Study text -
═══

I have always loved traveling. I love seeing new things and experiencing as much as I possibly can. I want to try everything a place has to offer; to soak it all in before I have to leave. I imagine this is the same for many of you.
When I get home after a visit to a new place, I get a little bummed out. At home, I’ve touched all these things. Tasted all these foods. Seen all these sights. Boo.
After returning from our latest trip and really feeling these feelings, I caught myself one day and said, “knock it off. You’ll never ever be happy with your life if you keep this up.” So I decided to treat each thing in my life as if it were new and if that didn’t work, to treat them as revelations.
When I was bored with a lovely restaurant in Boston that my husband and I often go to before theatre reservations, I checked myself and said, “imagine you’re in a foreign country.” Who knows if the Parisian restaurants we ate at were as amazing as we thought or if we just loved them because they were new and different? (Truthfully, they were amazing but you get my point.) So I imagined that the Boston restaurant represented a delicious meal with my husband and pretended I hadn’t eaten there before and you know what? It was fine. It wasn’t amazing but I wasn’t grumbling like a spoiled child anymore. I made it feel exciting just by changing my mindset. It helped lift me from the doldrums and see how beautiful that evening was (even if we missed our show because we got the location wrong because of jet lag). And I will actually remember it specifically because an older couple sat near us, delighted to have gotten a table, because they were exhausted from protesting nearby and just wanted to celebrate their hard work for the day. And I thought, ‘I love Boston SO much.” And I do. I always have loved my hometown. Someday I think we might move back.

═══

Extracted records -
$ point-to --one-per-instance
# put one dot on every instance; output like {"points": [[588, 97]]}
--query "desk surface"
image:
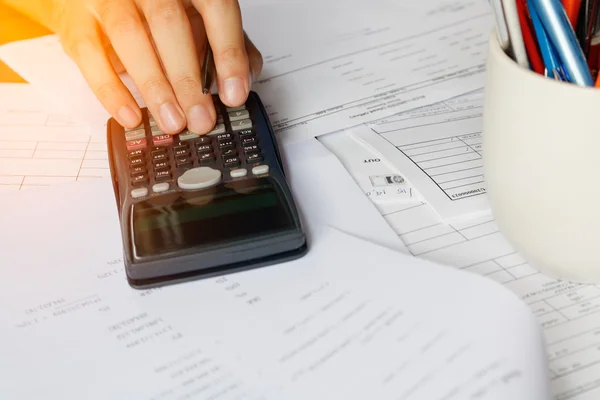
{"points": [[13, 27]]}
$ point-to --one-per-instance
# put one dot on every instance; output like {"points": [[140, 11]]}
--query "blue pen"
{"points": [[551, 60], [556, 24]]}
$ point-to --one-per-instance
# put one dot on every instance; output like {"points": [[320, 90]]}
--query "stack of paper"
{"points": [[360, 316]]}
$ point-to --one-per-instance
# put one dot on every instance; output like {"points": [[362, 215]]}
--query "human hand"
{"points": [[160, 44]]}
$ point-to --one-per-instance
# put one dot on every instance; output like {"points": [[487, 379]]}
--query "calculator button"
{"points": [[136, 144], [136, 161], [206, 148], [260, 169], [139, 178], [187, 136], [206, 159], [181, 152], [139, 192], [246, 132], [252, 158], [239, 115], [218, 129], [160, 187], [162, 140], [229, 153], [162, 165], [231, 162], [199, 178], [248, 141], [183, 162], [137, 170], [159, 157], [242, 124], [140, 126], [202, 140], [136, 153], [162, 176], [238, 173], [137, 134], [226, 145], [251, 148], [158, 149], [155, 131]]}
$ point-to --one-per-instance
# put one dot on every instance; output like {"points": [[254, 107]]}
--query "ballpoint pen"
{"points": [[207, 68], [551, 60], [561, 35]]}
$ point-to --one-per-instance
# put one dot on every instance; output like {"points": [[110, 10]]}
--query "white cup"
{"points": [[541, 151]]}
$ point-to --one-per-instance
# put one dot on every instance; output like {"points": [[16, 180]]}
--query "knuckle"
{"points": [[231, 54], [107, 91], [165, 12], [152, 85], [186, 83]]}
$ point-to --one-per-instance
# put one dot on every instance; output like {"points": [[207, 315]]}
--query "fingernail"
{"points": [[171, 118], [235, 92], [199, 119], [127, 117]]}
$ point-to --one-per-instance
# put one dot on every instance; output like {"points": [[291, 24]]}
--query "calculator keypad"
{"points": [[159, 162]]}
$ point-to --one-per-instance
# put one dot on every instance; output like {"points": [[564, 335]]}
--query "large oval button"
{"points": [[199, 178]]}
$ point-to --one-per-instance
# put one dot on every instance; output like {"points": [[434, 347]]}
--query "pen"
{"points": [[551, 60], [530, 43], [207, 67], [556, 24], [572, 10], [514, 32]]}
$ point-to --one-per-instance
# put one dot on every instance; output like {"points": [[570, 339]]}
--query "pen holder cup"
{"points": [[541, 151]]}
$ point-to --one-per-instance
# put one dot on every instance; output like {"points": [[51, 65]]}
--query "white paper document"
{"points": [[438, 149], [372, 174], [321, 74], [40, 146], [318, 327]]}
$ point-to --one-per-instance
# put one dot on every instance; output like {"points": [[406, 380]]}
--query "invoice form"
{"points": [[569, 313], [327, 65], [438, 149], [315, 327]]}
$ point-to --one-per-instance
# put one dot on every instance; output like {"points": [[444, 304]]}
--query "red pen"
{"points": [[535, 59]]}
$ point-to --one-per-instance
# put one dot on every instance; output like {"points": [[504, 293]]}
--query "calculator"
{"points": [[195, 206]]}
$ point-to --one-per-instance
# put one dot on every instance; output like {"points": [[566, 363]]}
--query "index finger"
{"points": [[223, 23]]}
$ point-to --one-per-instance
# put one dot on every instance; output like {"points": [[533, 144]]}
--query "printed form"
{"points": [[438, 149], [40, 146], [413, 323], [371, 62], [569, 313]]}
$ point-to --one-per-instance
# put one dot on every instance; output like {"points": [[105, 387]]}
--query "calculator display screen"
{"points": [[209, 217]]}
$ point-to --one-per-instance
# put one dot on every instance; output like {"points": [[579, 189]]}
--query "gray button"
{"points": [[241, 125], [239, 115], [135, 135], [160, 187], [187, 135], [220, 128], [139, 192], [199, 178], [238, 173], [260, 169]]}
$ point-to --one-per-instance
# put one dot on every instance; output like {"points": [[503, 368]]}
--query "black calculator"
{"points": [[195, 206]]}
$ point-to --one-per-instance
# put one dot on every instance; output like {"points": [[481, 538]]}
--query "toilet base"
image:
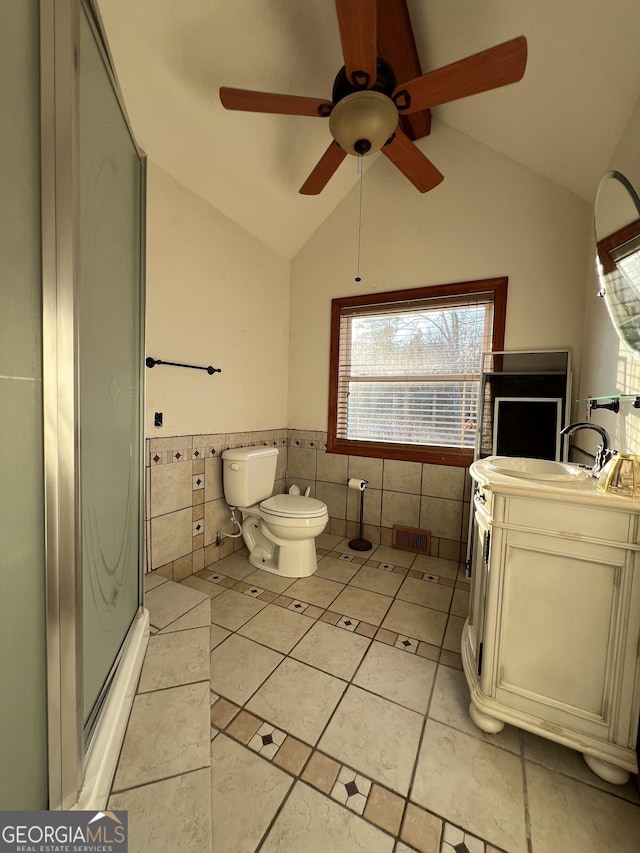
{"points": [[297, 560]]}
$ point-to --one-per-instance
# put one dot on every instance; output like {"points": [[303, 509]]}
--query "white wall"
{"points": [[609, 368], [215, 295], [490, 217]]}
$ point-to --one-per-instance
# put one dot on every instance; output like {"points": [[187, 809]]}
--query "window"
{"points": [[405, 370]]}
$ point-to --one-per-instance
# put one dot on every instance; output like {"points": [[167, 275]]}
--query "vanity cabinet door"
{"points": [[479, 555], [562, 632]]}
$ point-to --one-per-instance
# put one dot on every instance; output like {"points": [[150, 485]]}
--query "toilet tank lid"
{"points": [[293, 506], [240, 454]]}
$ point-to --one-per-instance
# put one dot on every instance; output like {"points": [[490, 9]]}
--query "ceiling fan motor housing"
{"points": [[363, 120]]}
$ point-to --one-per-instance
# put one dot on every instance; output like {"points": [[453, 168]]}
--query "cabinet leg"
{"points": [[484, 722], [608, 772]]}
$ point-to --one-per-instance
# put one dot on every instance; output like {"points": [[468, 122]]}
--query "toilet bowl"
{"points": [[280, 534], [278, 530]]}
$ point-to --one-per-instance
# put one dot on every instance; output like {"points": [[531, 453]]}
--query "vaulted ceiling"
{"points": [[562, 120]]}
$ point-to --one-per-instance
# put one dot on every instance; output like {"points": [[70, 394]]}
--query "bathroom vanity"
{"points": [[551, 644]]}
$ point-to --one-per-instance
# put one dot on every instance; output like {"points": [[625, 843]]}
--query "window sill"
{"points": [[451, 456]]}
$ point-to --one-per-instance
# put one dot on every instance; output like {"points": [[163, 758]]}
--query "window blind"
{"points": [[409, 372]]}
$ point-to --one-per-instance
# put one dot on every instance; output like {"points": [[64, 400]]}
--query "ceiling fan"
{"points": [[381, 99]]}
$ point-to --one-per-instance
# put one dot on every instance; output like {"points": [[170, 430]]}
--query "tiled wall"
{"points": [[185, 508], [432, 497]]}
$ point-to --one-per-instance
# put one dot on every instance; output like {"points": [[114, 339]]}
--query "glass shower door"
{"points": [[109, 371]]}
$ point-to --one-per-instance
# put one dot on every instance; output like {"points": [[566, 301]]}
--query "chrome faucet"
{"points": [[603, 453]]}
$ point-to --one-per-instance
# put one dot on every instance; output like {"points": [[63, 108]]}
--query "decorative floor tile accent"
{"points": [[455, 840], [351, 790], [267, 740], [407, 644], [348, 624]]}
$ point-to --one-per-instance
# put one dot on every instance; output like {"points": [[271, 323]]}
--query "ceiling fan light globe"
{"points": [[361, 117]]}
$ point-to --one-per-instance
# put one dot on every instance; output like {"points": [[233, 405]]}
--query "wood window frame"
{"points": [[459, 457]]}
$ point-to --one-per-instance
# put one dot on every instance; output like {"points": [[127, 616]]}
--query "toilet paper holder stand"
{"points": [[360, 544]]}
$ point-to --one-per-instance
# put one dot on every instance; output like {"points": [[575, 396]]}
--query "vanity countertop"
{"points": [[579, 490]]}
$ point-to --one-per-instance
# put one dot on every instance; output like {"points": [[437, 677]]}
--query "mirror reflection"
{"points": [[617, 224]]}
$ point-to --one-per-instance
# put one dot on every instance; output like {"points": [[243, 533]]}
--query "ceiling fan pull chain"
{"points": [[361, 171]]}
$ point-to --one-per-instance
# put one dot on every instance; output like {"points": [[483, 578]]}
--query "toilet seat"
{"points": [[292, 506]]}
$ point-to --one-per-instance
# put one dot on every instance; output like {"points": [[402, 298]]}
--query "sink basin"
{"points": [[537, 469]]}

═══

Reproduce word for word the stretch of the travel essay above from "I have always" through "many of you.".

I have always loved traveling. I love seeing new things and experiencing as much as I possibly can. I want to try everything a place has to offer; to soak it all in before I have to leave. I imagine this is the same for many of you.